◆ Required work ◆
Set down each record exactly as written.
....................
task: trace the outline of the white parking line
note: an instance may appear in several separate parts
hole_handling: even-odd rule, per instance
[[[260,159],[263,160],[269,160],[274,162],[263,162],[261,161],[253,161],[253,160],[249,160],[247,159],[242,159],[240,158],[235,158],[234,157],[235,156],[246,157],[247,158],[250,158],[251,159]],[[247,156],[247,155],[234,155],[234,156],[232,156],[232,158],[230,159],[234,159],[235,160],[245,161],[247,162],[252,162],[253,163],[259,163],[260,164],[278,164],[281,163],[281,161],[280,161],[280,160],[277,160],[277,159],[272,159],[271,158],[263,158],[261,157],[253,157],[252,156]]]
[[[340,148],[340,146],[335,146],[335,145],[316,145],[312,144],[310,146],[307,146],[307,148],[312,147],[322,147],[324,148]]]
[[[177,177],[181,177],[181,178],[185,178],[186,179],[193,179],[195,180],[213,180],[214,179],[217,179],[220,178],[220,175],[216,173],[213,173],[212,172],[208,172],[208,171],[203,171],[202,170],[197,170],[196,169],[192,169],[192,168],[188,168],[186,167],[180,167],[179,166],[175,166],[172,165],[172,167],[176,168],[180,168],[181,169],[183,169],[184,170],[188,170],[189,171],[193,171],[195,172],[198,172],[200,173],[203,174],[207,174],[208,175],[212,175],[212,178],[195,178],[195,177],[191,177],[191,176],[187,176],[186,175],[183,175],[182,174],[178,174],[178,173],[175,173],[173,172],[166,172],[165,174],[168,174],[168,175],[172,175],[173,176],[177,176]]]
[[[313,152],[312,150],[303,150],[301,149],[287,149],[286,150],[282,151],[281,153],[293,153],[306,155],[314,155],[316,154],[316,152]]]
....................
◆ Expected answer ◆
task: trace the outline of the white parking line
note: an instance may appear in several separate parts
hole_handling: even-odd rule, per instance
[[[260,159],[263,160],[269,160],[274,162],[263,162],[261,161],[253,161],[253,160],[249,160],[247,159],[242,159],[240,158],[235,158],[234,157],[235,156],[246,157],[247,158],[250,158],[251,159]],[[247,156],[247,155],[234,155],[234,156],[232,156],[232,158],[230,159],[234,159],[235,160],[245,161],[247,162],[252,162],[253,163],[259,163],[260,164],[278,164],[281,163],[281,161],[280,161],[280,160],[277,160],[277,159],[272,159],[271,158],[263,158],[261,157],[253,157],[252,156]]]
[[[340,148],[340,146],[335,146],[335,145],[316,145],[312,144],[310,146],[307,146],[307,148],[312,147],[322,147],[324,148]]]
[[[177,177],[181,177],[181,178],[185,178],[186,179],[193,179],[195,180],[213,180],[214,179],[217,179],[220,178],[220,175],[216,173],[213,173],[212,172],[208,172],[208,171],[203,171],[202,170],[197,170],[196,169],[192,169],[192,168],[188,168],[186,167],[180,167],[179,166],[175,166],[172,165],[172,167],[176,168],[180,168],[181,169],[183,169],[184,170],[188,170],[189,171],[193,171],[195,172],[198,172],[200,173],[203,174],[207,174],[208,175],[212,175],[212,178],[195,178],[195,177],[191,177],[191,176],[187,176],[186,175],[183,175],[182,174],[178,174],[178,173],[175,173],[173,172],[166,172],[165,174],[168,174],[168,175],[172,175],[173,176],[177,176]]]
[[[313,152],[312,150],[303,150],[301,149],[287,149],[286,150],[282,151],[281,153],[293,153],[306,155],[314,155],[316,154],[316,152]]]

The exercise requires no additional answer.